*** Opening of Provided text ***

Coal ash bill stalled
A coal ash bill filed in the state House by Guilford County Rep. Pricey Harrison — and co-sponsored by Nathan Baskerville — last month would prohibit Duke Energy from passing the costs of the clean-up onto its customers by increasing rates.
House Bill 1226 has been stalled in the Committee on Public Utilities and Energy since the bill was referred there May 28.
HB 1226 prevents any electric public utility from recovering the costs associated with site closures and ancillary clean-up from retail electric customers, said Baskerville, whose district includes Vance, Warren and Granville counties.
“Our bill also puts in deadlines for closing the four most high risk ash ponds by 2017 and all coal ash ponds, depending on risk levels, between 2019 and 2029,” he wrote in an email. “It also requires all coal ash to be buried in lined landfills on the same property as the ash storage pond. That prevents Duke from trucking thousands of tons coal ash across our state and dumping it in rural poor areas like ours.”
The bill also bans the construction of any new ash ponds.
On Tuesday, senators unanimously approved a bill that orders Duke Energy to close all coal ash ponds in the state by 2029, but the Republican Senate Rules Committee chairman blocked an amendment that would have prevented the utility from seeking a rate hike.

*** Close of Provided text ***
*** Opening of Data excerpts ***

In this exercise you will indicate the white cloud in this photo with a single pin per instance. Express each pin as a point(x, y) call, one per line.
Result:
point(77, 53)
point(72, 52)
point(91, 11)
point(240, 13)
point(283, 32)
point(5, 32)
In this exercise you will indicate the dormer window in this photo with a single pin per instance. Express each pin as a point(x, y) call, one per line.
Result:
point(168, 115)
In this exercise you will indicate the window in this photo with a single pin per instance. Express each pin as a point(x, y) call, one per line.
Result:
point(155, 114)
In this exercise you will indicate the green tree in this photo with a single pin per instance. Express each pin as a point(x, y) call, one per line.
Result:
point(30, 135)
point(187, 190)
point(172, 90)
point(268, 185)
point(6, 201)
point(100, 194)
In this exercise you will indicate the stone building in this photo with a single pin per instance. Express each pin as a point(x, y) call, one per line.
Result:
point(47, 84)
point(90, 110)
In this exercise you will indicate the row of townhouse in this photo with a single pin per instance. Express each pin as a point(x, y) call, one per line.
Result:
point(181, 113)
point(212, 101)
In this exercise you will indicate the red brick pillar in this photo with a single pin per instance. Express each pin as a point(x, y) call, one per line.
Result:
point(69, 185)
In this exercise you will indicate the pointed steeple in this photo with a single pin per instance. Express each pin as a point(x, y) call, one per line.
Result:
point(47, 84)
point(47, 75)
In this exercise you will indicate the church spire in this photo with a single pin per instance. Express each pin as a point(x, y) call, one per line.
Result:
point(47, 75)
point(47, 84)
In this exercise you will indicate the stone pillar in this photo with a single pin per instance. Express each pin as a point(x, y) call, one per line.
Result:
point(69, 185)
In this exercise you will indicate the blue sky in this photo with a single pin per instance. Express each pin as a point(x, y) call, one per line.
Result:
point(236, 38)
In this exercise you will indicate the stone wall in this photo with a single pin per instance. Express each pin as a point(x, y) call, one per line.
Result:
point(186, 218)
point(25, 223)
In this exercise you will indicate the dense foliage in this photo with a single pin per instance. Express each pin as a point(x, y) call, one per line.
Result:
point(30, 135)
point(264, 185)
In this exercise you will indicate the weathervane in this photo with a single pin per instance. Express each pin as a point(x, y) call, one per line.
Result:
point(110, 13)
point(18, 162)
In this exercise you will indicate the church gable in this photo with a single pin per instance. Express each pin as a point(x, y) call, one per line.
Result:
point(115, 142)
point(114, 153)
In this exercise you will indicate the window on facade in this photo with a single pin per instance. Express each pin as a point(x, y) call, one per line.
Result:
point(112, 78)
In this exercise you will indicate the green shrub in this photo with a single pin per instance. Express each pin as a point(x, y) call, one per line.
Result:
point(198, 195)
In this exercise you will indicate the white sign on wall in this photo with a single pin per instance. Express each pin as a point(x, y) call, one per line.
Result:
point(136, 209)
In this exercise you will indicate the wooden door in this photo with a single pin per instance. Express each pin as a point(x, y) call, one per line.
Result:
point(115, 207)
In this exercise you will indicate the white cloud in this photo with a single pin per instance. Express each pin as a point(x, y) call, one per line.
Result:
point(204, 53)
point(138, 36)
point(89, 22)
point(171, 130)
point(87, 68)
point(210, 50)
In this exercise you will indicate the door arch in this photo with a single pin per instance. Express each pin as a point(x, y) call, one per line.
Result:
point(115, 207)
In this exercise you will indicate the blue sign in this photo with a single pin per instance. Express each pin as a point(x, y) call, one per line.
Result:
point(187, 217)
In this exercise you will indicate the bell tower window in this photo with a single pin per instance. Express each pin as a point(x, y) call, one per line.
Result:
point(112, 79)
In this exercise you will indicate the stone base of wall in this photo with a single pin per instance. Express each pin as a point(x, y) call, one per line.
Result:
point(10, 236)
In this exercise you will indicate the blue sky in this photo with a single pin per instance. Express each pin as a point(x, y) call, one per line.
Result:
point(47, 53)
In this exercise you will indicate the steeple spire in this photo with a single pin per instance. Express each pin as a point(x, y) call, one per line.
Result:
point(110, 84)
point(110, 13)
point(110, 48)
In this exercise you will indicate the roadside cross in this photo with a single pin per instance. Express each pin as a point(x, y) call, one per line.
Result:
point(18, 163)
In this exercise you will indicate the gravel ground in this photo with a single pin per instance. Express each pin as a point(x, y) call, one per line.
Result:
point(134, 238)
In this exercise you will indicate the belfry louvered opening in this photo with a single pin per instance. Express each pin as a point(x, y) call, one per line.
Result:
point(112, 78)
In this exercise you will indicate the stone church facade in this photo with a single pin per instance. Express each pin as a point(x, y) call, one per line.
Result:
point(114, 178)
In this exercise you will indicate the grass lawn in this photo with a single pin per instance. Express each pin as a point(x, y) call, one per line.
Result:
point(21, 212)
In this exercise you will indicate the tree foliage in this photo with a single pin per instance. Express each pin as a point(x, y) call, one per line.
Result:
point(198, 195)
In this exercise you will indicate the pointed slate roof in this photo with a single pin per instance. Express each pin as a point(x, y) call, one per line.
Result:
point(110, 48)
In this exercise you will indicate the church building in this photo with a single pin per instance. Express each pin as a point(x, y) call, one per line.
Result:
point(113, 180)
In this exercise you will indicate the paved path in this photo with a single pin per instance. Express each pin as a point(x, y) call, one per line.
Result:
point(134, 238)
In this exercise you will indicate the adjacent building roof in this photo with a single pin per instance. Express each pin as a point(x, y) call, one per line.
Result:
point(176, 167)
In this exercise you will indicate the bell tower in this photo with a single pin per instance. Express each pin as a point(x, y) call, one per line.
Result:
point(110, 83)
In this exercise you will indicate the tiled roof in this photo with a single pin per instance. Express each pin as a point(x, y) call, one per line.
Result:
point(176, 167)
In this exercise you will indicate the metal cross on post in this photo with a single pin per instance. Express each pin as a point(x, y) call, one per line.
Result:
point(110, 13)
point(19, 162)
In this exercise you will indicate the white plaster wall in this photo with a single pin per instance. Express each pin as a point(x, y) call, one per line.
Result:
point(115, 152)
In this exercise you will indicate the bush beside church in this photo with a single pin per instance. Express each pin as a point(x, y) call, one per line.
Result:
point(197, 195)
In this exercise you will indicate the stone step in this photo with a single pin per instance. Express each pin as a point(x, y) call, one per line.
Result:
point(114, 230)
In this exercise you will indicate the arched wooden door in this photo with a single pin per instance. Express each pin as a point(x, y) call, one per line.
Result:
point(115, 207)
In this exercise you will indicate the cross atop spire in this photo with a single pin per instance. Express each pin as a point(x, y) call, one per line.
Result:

*** Close of Data excerpts ***

Parts of the exercise:
a. In the coal ash bill text, rewrite the passage between "Coal ash bill stalled" and "by increasing rates.", inclusive, putting "the utility" in place of "Duke Energy".
b. Condense the paragraph of the coal ash bill text that begins "A coal ash bill filed" into one shorter sentence that keeps its main facts.

Solutions by task:
a.
Coal ash bill stalled
A coal ash bill filed in the state House by Guilford County Rep. Pricey Harrison — and co-sponsored by Nathan Baskerville — last month would prohibit the utility from passing the costs of the clean-up onto its customers by increasing rates.

b. Guilford County Rep. Pricey Harrison's coal ash bill, filed in the state House last month and co-sponsored by Nathan Baskerville, would bar Duke Energy from raising rates to pass clean-up costs on to customers.